Environmental debate with Canadian Minister for the Environment, The Honourable Catherine McKenna
Haughton Lecture Theatre, Museum Building
Chancellor, Minister (1), Ambassador (2), Colleagues, and Students,
It’s my very great pleasure to welcome you to the Museum Building for this exceptional event.
This is the second time this year that Canada’s Minister for the Environment and Climate Change, Catherine McKenna, has visited Ireland. She was here during the summer with Prime Minister Justin Trudeau and they took part in a roundtable hosted by the Tánaiste Frances Fitzgerald T.D. which covered Sustainability & Climate Finance. It is a measure of Minister McKenna’s deep commitment to engaging on climate action that she has returned for this Leadership Seminar.
Trinity is honoured to be hosting this Seminar and I know how excited our students are to have Minister McKenna lead them in debate on such vital issues for our planet’s future.
In Trinity we are most fortunate that our Chancellor Mary Robinson is a world leader on these issues and has established the Mary Robinson Foundation Climate Justice, a centre for thought leadership, education and advocacy on the struggle to secure global justice for those people most vulnerable to the impacts of climate change. We’re delighted to welcome the Chancellor here today for this Seminar.
We are here to talk about Canada’s leadership on climate change – which is of such global importance – and we’re here to talk about women’s leadership in this sector, and about youth involvement. So I don’t want to be taking time from those discussions.
But on behalf of staff, students and alumni, let me talk, very briefly, about environmental and sustainability policies here in Trinity College Dublin.
The key for us, as I think for all responsible universities and institutions, is to find ways to ensure that environmentalism and sustainability are horizontal activities – that they go across the university, influencing education, research, innovation and how we run the college.
It would not be enough to have excellent environmental and natural science research were this not backed up by sustainable and conservationist practices.
In our current five-year Strategic Plan, launched in 2014, we enshrine our commitment to (I quote) being
“a global leader in university sustainability”
“enhancing the environment, conserving natural resources, reducing greenhouse gas emissions, and supporting society as a whole.”
How do we deliver on this goal? In a number of ways – for example through attaining Green Flag campus status which commits us to a series of objectives for energy and carbon emissions, waste management and litter reduction, water management, and sustainable transport.

**DATASET EXTRACT:**

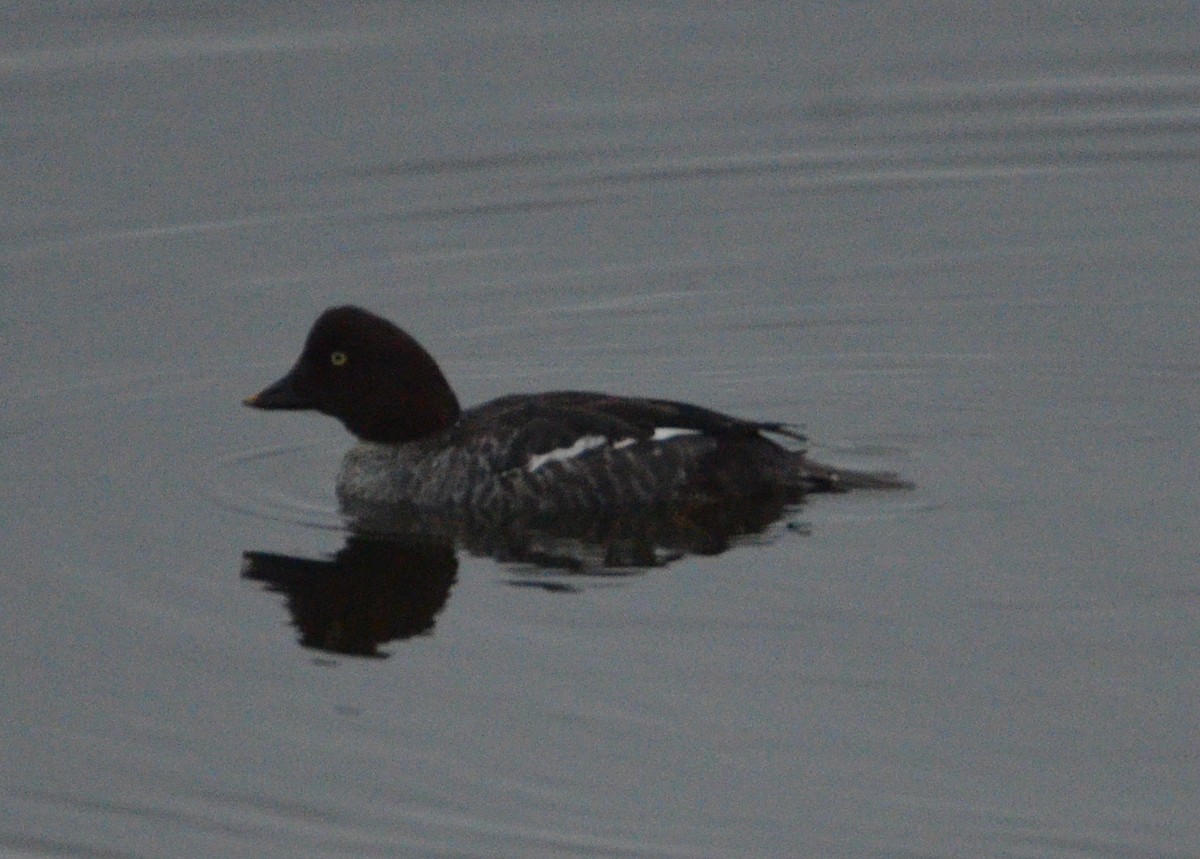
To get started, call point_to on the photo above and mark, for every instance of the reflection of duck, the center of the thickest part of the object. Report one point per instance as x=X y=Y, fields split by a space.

**WHAT YOU NEED TO DO:**
a) Retype the welcome address, starting at "In Trinity we" and ending at "for this Seminar.".
b) Extend the welcome address past its final sentence.

**RESPONSES:**
a)
In Trinity we are most fortunate that our Chancellor Mary Robinson is a world leader on these issues and has established the Mary Robinson Foundation Climate Justice, a centre for thought leadership, education and advocacy on the struggle to secure global justice for those people most vulnerable to the impacts of climate change. We’re delighted to welcome the Chancellor here today for this Seminar.

b)
And, as another example, the Campus Pollinator Plan which commits to making our campus an attractive environment for pollinators, including keeping honeybee hives.
A key action in our University Sustainability Plan is to “promote the campus as a living laboratory”. We want to generate ideas, products and services for sustainable living.
In this context we’re particularly excited about our planned new Engineering, Environment and Energy Institute, E3, which is to be a major engagement between Engineering, Natural Sciences, and Computer Science, as well as nanotechnology and biomedical sciences.
E3 will set radical agendas where technology and nature meet, ensuring that Ireland is at the vanguard internationally in meeting the emerging opportunities in energy and engineering design, while sustaining natural capital.
The university is proactive on environmentalism but we are also led by our students. It was students in the Environmental Society who first campaigned for Trinity to divest from fossil fuels. And it was students who convened Divestment Week here on campus, last year, and invited staff to showcase their research on climate change.
And in our student innovation accelerators, some of the most exciting projects are sustainable ones, including the extensively reviewed FoodCloud, which tackles food wastage by linking restaurants and caterers up with charities. This is a direct, simple sustainable solution, conceived, scaled, and marketed by students.
Our students are inspiring and their commitment gives us hope. I thank and congratulate Minister McKenna that her focus on her trip is on inspiring youth involvement.
On sustainability and climate – and on what we can do as a university – I think simultaneously two things. I think of the words of our great graduate, Edmund Burke who wrote:
“Nobody made a greater mistake than he who did nothing because he could only do a little.”
I believe that, yes, every recycled bottle and honeybee hive, counts. And I believe that if every individual could commit to acting responsibly and sustainably, we could collectively achieve miracles.
Simultaneously I know that to confront a problem of the scale of climate change requires radical new thinking.
Small steps and radical leaps. For both we need leadership. Allow me to pay tribute to Canada’s global leadership and to Minister McKenna and Chancellor Robinson’s personal leadership, and let us collectively – staff, students, alumni - commit to furthering sustainability through education, research, innovation and public engagement.
And now to introduce the Minister, please welcome our Chancellor Dr Mary Robinson.